Using the entries below, write out the line with "column 362, row 275", the line with "column 304, row 73", and every line in between, exactly as each is written.

Items from a data source:
·····
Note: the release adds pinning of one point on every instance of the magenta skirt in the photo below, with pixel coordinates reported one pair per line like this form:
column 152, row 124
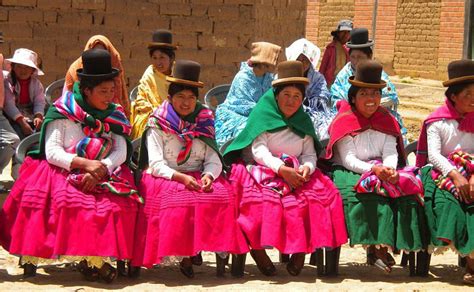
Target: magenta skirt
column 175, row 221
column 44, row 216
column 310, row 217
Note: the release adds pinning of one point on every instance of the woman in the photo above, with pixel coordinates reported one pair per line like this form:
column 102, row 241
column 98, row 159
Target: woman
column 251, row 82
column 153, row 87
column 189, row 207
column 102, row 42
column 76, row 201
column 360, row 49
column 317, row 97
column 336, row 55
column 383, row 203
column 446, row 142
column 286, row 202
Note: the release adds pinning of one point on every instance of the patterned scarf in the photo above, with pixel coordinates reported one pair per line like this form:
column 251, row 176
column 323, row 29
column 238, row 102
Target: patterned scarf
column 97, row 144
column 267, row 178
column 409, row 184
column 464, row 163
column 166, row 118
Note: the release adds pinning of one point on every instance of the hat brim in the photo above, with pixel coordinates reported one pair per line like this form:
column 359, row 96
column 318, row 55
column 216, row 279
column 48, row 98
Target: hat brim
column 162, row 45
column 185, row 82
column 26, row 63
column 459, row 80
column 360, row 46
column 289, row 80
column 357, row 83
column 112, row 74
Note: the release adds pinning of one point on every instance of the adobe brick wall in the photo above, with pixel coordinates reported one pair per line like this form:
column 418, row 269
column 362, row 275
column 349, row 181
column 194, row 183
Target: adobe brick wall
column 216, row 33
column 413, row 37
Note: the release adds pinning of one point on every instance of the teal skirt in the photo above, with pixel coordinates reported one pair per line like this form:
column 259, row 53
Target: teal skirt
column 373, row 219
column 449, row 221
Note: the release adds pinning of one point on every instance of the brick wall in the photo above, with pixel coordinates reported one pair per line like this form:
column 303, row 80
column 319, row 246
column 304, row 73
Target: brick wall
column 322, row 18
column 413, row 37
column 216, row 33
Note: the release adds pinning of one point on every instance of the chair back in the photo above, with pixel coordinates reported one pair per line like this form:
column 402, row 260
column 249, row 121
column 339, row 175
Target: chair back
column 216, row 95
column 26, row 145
·····
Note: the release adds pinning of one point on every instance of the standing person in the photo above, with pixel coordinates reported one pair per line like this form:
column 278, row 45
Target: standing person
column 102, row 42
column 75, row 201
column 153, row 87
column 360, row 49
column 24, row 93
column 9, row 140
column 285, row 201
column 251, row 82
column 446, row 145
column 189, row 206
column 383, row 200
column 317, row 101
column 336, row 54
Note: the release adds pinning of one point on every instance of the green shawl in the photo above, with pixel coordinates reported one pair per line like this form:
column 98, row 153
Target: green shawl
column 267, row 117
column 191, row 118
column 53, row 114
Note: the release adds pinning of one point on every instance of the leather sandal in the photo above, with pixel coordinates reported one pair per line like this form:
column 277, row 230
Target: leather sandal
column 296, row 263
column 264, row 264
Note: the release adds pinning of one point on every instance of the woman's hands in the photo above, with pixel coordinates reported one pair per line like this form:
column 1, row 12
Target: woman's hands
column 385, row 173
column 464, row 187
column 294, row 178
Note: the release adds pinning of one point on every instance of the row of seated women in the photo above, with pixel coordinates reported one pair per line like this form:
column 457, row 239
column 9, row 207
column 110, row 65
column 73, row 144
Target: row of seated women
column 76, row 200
·····
RESPONSE AREA.
column 362, row 275
column 349, row 181
column 194, row 183
Target: adobe brick wall
column 216, row 33
column 413, row 37
Note: the release adds pinning of one point on every instance of the teal skirt in the photo above, with pixel coordinates reported one pair per line like this form:
column 259, row 53
Target: teal skirt
column 373, row 219
column 449, row 221
Note: the release adds pinning of one point on every instance of the brick wall in the photo above, with pixel coordinates reported one pair per line like this form:
column 303, row 80
column 319, row 246
column 304, row 73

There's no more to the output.